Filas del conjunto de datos
#####

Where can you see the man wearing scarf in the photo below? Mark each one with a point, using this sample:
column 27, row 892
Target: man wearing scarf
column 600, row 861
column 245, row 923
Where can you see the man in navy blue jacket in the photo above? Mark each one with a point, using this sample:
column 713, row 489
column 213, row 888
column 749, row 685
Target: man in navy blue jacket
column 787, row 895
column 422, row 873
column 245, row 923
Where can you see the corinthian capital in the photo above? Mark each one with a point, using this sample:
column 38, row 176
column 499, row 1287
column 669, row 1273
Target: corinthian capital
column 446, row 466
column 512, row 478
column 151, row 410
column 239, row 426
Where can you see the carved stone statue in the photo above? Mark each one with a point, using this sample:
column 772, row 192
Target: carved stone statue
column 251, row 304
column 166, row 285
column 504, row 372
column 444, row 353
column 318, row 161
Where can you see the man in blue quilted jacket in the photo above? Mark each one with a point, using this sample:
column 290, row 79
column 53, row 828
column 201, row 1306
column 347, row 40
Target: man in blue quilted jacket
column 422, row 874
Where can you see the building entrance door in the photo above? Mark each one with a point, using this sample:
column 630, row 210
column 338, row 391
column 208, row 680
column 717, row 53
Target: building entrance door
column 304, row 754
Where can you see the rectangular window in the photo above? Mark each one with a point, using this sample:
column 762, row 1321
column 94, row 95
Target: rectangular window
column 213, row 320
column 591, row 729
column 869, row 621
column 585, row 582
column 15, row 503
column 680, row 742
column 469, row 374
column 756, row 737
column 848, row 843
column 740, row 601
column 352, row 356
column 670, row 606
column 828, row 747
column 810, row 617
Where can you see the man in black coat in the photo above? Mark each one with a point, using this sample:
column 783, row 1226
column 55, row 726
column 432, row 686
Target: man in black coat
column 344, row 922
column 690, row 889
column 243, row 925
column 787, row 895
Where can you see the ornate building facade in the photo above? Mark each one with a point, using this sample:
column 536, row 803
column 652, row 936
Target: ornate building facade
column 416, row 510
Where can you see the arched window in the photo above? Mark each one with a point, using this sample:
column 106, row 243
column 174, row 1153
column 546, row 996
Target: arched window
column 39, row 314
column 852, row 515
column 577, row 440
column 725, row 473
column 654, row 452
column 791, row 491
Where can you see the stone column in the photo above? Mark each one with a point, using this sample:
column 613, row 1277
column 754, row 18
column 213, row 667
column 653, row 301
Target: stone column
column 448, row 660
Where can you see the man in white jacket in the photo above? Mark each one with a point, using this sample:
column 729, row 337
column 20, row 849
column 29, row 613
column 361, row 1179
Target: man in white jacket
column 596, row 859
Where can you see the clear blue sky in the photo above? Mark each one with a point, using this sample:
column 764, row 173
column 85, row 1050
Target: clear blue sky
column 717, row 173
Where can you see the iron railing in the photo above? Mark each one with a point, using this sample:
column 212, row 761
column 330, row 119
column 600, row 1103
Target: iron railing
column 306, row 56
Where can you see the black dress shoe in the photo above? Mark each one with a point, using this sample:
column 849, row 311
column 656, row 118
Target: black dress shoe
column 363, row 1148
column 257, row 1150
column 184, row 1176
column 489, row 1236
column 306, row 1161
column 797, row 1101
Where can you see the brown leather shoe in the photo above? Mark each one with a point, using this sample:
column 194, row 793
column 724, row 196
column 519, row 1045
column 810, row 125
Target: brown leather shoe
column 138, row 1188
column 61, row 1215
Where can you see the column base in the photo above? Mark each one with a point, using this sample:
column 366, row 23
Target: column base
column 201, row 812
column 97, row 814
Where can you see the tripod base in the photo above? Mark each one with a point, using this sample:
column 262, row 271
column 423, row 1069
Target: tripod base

#####

La tarea: Reproduce al pie de la letra las líneas de arriba: empieza en la que contiene «Where can you see the rectangular» y termina tras la que contiene «column 448, row 660», ambas incluidas.

Solución:
Where can you see the rectangular window in the photo above? Mark each one with a point, using this sample:
column 762, row 1321
column 94, row 95
Target: rectangular window
column 213, row 320
column 591, row 729
column 869, row 621
column 585, row 582
column 15, row 503
column 680, row 742
column 469, row 374
column 756, row 737
column 848, row 843
column 740, row 601
column 352, row 356
column 670, row 606
column 828, row 747
column 810, row 617
Where can you see the man in black coat in the photo above? Mark each one with a point, using this sample:
column 783, row 1226
column 55, row 726
column 432, row 686
Target: man in black coat
column 344, row 922
column 690, row 889
column 243, row 925
column 787, row 895
Where can you see the ornate building facade in the photo above? Mark each one with a point, using this sample:
column 536, row 803
column 652, row 936
Target: ornate building facade
column 416, row 510
Where can you see the arched window in the photo above? Mark each one with a point, using this sample:
column 106, row 243
column 174, row 1153
column 546, row 996
Target: arched window
column 39, row 314
column 852, row 515
column 577, row 440
column 725, row 473
column 654, row 452
column 791, row 491
Where can you see the stone column in the photo above? Mark each one with a point, using this sample:
column 613, row 1277
column 754, row 18
column 213, row 667
column 653, row 301
Target: stone column
column 448, row 660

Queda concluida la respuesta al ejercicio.